Single by The Game featuring Lil Wayne

from the album LAX
- Released: July 22, 2008 (U.S.) August 5, 2008 (iTunes)
- Recorded: 2008
- Genre: Hip hop; conscious hip hop;
- Length: 5:20 (album version) 4:35 (extended radio edit) 3:38 (main radio edit)
- Label: Geffen
- Songwriters: Jayceon Taylor Dwayne Carter, Jr. Chaz Mishan
- Producer: Cool & Dre

The Game singles chronology
| "Dope Boys" (2008) | "My Life" (2008) | "Camera Phone" (2008) |

Lil Wayne singles chronology
| "Haterz" (2008) | "My Life" (2008) | "Can't Believe It" (2008) |

= My Life (The Game song) =

"My Life" is the third single from The Game's third studio album, LAX which was released on July 22, 2008. The song, produced by Cool & Dre, features Lil Wayne.

==Background==

===Recording===
Producers Cool & Dre have released a video documenting how they created the beat.

The Game spoke on his working with Lil Wayne stating:

When you're in the studio with Wayne, you could pretty much chill, man, because everything is so easy. He's so melody-driven. Once he hits you with an idea, or I come up with an idea, we're straightforward, man. The process is easy. I think me and him could do an album probably in, like, seven days. A classic album! He keeps it 100, I keep it 100. We're both talented MCs. I appreciate him in hip-hop.

===Samples===
Lil Wayne re-sings sections of "So Tired", a song by Birdman in which Wayne is featured. Game tried to make this song have the same instruments of Eminem's song "Stan" of the album Marshall Mathers LP (2000). Also at the beginning of the second verse, The Game samples a twice used Lil Wayne line from the remix of "Party Like a Rockstar", and "Phone Home", from Tha Carter III (2008):

We are not the same, I am a Martian

Although multiple samples were used for the song, the album credits only list the sample of "So Tired".

**Exercise A:** Reproduce the entries below word for word, everything from the line containing "of the small" down to the line containing "[(501, 371), (375, 349), (136, 313)]", with both of those lines included.
The entries that come next are unrelated to the song article above.

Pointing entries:
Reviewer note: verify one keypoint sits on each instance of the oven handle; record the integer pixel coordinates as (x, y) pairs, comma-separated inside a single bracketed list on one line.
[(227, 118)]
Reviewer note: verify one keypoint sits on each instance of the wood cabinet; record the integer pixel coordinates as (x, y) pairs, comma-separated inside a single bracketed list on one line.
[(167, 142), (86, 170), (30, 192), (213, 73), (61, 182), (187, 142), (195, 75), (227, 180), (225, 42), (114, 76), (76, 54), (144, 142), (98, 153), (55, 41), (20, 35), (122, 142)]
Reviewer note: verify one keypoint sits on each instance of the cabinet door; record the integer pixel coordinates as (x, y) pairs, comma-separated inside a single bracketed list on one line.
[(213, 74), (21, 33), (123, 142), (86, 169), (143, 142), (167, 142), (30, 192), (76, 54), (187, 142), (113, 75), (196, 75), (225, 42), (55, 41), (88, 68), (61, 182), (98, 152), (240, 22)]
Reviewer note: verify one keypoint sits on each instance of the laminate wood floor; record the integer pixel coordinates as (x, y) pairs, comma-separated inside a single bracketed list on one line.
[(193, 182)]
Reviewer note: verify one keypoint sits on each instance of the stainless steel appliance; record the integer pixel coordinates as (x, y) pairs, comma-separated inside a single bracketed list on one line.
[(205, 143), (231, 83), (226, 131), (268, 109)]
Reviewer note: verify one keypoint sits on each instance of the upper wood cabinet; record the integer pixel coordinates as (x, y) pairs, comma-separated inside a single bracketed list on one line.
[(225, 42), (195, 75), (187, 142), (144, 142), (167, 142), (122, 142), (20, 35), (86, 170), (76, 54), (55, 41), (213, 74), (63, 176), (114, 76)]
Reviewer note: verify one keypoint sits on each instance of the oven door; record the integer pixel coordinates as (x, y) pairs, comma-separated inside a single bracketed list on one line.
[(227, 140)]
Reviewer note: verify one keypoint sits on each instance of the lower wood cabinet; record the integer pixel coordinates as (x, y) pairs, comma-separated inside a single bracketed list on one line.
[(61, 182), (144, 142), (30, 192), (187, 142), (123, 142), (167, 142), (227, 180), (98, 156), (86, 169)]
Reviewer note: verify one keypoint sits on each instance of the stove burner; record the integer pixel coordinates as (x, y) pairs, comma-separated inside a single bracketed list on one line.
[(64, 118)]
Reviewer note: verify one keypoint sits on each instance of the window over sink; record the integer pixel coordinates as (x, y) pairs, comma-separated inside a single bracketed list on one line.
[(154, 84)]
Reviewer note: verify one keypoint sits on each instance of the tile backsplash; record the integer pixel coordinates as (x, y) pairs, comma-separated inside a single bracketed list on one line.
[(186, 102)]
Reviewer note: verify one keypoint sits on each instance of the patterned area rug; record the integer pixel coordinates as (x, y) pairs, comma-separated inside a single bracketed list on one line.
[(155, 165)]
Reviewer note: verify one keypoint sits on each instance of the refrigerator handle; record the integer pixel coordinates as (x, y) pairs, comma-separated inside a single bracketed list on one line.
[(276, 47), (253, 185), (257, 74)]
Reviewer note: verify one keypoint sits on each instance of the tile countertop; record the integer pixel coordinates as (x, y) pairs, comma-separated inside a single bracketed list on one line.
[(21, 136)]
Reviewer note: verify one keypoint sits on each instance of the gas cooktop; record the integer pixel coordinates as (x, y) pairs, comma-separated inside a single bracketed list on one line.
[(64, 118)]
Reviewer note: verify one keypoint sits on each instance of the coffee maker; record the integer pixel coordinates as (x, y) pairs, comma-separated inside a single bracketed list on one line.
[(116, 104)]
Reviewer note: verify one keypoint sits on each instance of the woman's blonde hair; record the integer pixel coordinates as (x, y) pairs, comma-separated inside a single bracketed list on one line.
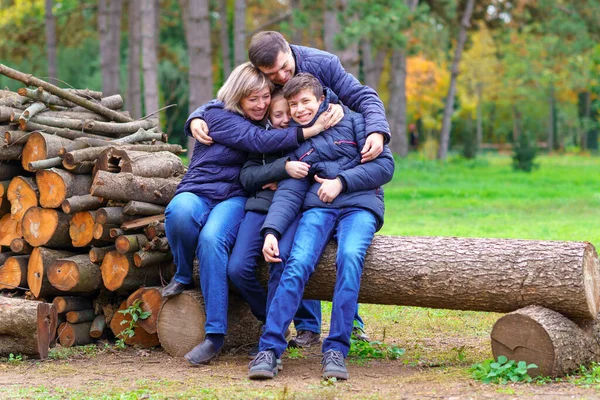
[(243, 81)]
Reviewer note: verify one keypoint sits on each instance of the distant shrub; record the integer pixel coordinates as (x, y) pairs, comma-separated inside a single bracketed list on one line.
[(524, 152)]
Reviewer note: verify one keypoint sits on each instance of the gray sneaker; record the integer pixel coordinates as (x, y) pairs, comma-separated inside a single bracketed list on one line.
[(359, 334), (305, 339), (333, 365), (264, 366)]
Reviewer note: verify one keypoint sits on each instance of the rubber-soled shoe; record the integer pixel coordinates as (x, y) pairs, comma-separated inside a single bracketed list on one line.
[(333, 365), (305, 339), (359, 334), (173, 288), (203, 353), (264, 366)]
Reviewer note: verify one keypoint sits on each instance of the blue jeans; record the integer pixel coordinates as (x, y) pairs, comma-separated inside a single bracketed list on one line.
[(199, 227), (241, 271), (353, 229)]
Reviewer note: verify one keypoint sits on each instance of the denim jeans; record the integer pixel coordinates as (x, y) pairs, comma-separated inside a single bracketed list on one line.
[(353, 228), (199, 227), (241, 271)]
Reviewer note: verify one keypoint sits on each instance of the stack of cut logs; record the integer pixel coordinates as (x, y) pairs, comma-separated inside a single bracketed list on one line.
[(83, 189)]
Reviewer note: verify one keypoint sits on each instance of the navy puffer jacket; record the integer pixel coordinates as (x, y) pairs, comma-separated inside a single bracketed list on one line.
[(214, 170), (333, 153)]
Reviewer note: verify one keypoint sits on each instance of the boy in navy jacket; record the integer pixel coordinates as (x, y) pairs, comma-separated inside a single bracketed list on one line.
[(341, 198)]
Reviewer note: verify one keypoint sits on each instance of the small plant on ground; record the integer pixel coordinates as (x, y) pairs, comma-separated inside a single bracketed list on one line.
[(501, 371), (375, 349), (136, 313)]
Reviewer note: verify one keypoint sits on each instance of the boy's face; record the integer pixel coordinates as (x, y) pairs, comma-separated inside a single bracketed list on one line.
[(279, 115), (304, 106)]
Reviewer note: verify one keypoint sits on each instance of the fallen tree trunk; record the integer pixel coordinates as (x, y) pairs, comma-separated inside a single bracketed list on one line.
[(500, 275), (126, 187), (181, 319), (26, 327), (545, 338)]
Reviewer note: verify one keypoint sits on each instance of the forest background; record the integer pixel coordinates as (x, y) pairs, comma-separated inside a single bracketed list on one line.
[(467, 75)]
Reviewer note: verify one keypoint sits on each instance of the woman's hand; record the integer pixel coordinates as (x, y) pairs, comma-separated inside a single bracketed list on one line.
[(297, 169), (200, 131), (271, 249)]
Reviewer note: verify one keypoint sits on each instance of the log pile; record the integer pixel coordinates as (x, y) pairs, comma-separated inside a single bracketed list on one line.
[(78, 176)]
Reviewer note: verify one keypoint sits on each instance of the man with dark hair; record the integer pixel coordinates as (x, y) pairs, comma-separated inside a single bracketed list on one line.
[(280, 61), (341, 199)]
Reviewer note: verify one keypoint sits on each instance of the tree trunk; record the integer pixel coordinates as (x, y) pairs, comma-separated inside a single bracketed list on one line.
[(197, 35), (13, 273), (150, 301), (76, 274), (181, 319), (161, 164), (64, 304), (499, 275), (82, 203), (543, 337), (56, 185), (26, 327), (449, 104), (126, 187), (37, 276), (140, 338), (148, 15), (224, 39), (134, 90), (397, 104), (70, 335), (23, 194), (51, 40), (46, 227)]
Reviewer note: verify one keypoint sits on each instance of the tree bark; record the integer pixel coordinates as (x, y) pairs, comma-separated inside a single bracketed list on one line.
[(23, 194), (56, 185), (13, 272), (148, 15), (26, 327), (449, 104), (134, 90), (64, 304), (70, 335), (181, 319), (543, 337), (161, 164), (500, 275), (126, 187), (37, 276)]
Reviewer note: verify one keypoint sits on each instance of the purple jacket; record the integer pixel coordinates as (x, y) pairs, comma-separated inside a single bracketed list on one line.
[(214, 170)]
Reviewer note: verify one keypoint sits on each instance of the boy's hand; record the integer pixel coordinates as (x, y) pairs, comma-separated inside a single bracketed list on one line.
[(200, 131), (271, 249), (336, 113), (297, 169), (329, 190), (373, 147)]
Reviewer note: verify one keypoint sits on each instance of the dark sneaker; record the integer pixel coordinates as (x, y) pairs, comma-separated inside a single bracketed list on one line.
[(359, 334), (203, 353), (264, 366), (333, 365), (305, 339)]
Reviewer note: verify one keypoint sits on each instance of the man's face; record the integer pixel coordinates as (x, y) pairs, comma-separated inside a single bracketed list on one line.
[(283, 69), (304, 106), (279, 114)]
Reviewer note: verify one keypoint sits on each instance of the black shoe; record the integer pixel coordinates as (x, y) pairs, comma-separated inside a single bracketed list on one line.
[(359, 334), (173, 288), (333, 365), (203, 353), (305, 339), (264, 366)]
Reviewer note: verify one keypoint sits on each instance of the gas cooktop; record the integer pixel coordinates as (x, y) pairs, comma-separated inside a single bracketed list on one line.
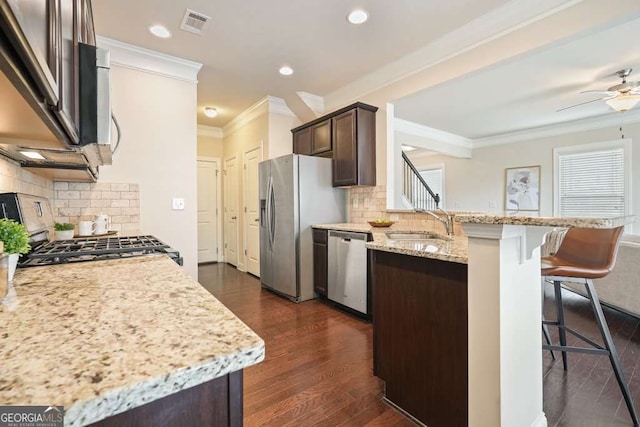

**Exercise B:** Transcribe the song article above word for word, everything from "Lil Wayne singles" down to "created the beat.".

**Right answer A:**
Reviewer note: verify one keypoint sits on each instance of the small plant on ground; record the integer pixel coordinates as (x, y) pairs, comma-separated inside a single bracketed list on one line.
[(501, 371), (375, 349), (136, 313)]

**Right answer B:**
Lil Wayne singles chronology
| "Haterz" (2008) | "My Life" (2008) | "Can't Believe It" (2008) |

= My Life (The Game song) =

"My Life" is the third single from The Game's third studio album, LAX which was released on July 22, 2008. The song, produced by Cool & Dre, features Lil Wayne.

==Background==

===Recording===
Producers Cool & Dre have released a video documenting how they created the beat.